▼▼▼

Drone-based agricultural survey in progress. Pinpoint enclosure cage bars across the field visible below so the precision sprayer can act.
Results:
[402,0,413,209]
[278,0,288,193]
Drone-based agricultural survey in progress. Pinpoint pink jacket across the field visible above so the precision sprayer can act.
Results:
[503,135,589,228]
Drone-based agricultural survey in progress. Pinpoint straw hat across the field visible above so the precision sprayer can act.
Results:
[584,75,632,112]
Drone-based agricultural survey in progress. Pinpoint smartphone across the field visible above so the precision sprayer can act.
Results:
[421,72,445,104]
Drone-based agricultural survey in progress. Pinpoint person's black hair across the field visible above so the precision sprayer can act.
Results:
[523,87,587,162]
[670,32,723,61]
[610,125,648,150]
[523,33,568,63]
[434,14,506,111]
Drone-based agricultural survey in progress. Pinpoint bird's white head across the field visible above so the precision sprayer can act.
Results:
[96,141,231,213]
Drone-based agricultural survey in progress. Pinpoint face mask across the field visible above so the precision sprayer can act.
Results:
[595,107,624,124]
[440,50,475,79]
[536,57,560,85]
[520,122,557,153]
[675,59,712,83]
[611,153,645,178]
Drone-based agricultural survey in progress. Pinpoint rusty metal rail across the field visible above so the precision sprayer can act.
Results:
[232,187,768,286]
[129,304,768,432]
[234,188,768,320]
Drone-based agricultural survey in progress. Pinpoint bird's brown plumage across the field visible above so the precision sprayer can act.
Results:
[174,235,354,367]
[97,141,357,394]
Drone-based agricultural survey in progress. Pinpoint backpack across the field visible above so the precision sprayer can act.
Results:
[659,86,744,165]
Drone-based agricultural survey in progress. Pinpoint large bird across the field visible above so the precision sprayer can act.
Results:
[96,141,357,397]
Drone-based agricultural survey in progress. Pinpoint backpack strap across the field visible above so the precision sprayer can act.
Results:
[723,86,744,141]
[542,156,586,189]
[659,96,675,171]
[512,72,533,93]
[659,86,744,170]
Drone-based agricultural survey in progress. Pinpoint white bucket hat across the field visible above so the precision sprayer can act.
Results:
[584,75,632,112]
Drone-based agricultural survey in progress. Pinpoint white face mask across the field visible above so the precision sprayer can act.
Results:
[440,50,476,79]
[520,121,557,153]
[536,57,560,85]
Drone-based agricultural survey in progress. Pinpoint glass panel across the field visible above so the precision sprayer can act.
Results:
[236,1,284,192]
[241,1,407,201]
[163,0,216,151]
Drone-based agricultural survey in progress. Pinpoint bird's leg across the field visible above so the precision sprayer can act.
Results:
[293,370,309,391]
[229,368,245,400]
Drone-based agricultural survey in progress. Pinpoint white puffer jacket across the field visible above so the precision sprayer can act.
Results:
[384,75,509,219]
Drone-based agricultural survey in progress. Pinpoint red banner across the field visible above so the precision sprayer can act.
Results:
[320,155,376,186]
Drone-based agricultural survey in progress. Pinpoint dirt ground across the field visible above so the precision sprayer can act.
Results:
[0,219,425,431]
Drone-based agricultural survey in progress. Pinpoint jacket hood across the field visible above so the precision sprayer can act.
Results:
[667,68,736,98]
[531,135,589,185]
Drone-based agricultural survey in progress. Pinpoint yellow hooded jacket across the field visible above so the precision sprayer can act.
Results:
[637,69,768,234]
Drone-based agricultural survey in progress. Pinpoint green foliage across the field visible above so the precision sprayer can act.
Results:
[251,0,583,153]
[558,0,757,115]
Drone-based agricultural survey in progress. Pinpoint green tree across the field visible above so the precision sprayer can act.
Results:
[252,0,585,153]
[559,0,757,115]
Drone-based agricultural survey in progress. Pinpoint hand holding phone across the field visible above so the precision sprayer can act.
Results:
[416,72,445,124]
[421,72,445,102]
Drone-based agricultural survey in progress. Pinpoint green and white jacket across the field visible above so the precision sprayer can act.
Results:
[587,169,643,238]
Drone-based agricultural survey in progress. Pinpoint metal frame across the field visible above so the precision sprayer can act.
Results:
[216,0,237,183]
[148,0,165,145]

▲▲▲

WHAT IS NEEDED
Can you copy every row above word for word, with each line in its original order?

ANSWER TO THIS EXERCISE
Drone-based agricultural survey in progress. Pinpoint enclosure cage bars across the field visible below so the precision sprayer can act.
Results:
[402,0,413,209]
[278,0,288,193]
Drone-based agricultural survey in progress. Pinpoint pink jacket across the field visible above so the precision sprayer can act.
Results:
[503,135,589,228]
Drone-based agricultural survey in progress. Pinpoint straw hat across the field visible above so the precision sprayer can act.
Results:
[584,75,632,112]
Drone-based agricultural survey in progress. Pinpoint smartphone across the field visible above so the precision sprayer can act.
Results:
[421,72,445,104]
Drone-based agricultural survey in progress. Pinpoint person's black hair across the field visible above so the precision sprayer can act.
Results:
[523,87,587,162]
[670,32,723,61]
[610,125,648,150]
[523,33,568,63]
[434,14,506,111]
Drone-based agricultural survey in progress. Pinpoint bird's white head across the field visible above so the precision sprayer can act.
Results:
[96,141,231,213]
Drone-based agricultural survey in progress. Pinpoint face mask across the field visible above so the precision sprayer can act.
Results:
[595,107,624,124]
[440,50,475,79]
[536,57,560,85]
[520,122,557,153]
[675,59,712,83]
[611,153,645,178]
Drone-based agricultural survey in progress. Pinpoint rusty metal rail across the field visible above so the precision sprayer can act.
Results:
[232,187,768,286]
[129,304,768,432]
[234,188,768,320]
Drone-based agricultural survey in progress. Pinpoint bird's brown plumage across the field visible above so the precision sprayer can act.
Results:
[174,235,354,367]
[97,141,357,394]
Drone-based agricultural survey in progress. Pinpoint backpack across the field visible above so the precision sprayer can act.
Results:
[659,86,744,165]
Drone-based agricultural survey in progress. Pinpoint large bird across the field visible above so the precision sprayer can act.
Results:
[96,141,357,397]
Drone-based agricultural survey in progress. Pinpoint backpack strap across the field visible above so the precision sprayer can act.
Results:
[723,86,744,141]
[542,156,586,189]
[659,96,675,171]
[512,72,533,93]
[659,86,744,170]
Drone-based agricultural survey in progress. Pinpoint white bucket hat across the field visible above so the precision sprayer can act.
Results:
[584,75,632,112]
Drone-based agricultural survey in progress. Pinpoint white face mask across the field visible above so the precision sprayer can act.
Results:
[440,50,476,79]
[520,121,557,153]
[536,57,560,85]
Drone-based agricultural survey in progress. Pinpoint glass panel across the field visible above so the precision sprayer can act.
Results:
[236,1,284,192]
[241,1,407,201]
[163,0,216,151]
Drone-based agricultural survey in progress. Pinpoint bird's leg across the field visible above so the precision sprayer can act.
Results:
[293,370,309,391]
[229,368,245,400]
Drone-based agricultural survey in progress. Pinpoint white puffer jacket across the field visible above so the precision sprayer can act.
Results:
[384,75,509,219]
Drone-based agricultural survey in progress. Pinpoint red banner across the field visible above so the precision sprayer can act.
Results:
[320,155,376,186]
Drone-based agricultural survey in progress. Pinpoint dirt ground across the field visible above so the precision sprayer can act.
Results:
[0,219,425,431]
Drone-based agricultural survey in progress. Pinpoint jacket hood across the field visible above so the precision sprayer can act.
Results:
[667,68,736,98]
[531,135,589,185]
Drone-based agricultural survey in progress. Pinpoint yellow hooded jacket across the field visible above so the precision sprayer can act.
Results:
[637,69,768,234]
Drone-based agricultural survey in progress. Pinpoint green foliage across the field visible above so the precision sprayer can act.
Results:
[251,0,583,153]
[558,0,757,115]
Drone-based agricultural survey in progress. Pinpoint green tree across the field visible above so the precision sprayer can act.
Results:
[252,0,585,153]
[559,0,757,115]
Drone-based agricultural survey in progress. Pinpoint hand holding phone across the field visible above so the precision sprayer can act.
Results:
[416,72,445,124]
[421,72,445,102]
Drone-based agricultural survey in progress. Pinpoint green and white jacket across the field visible above so the precision sprayer can act.
Results:
[587,169,643,238]
Drone-based agricultural survey in progress. Pinpoint metal frame across the field visible above so the precision sprayer can act.
Results:
[216,0,237,183]
[148,0,165,145]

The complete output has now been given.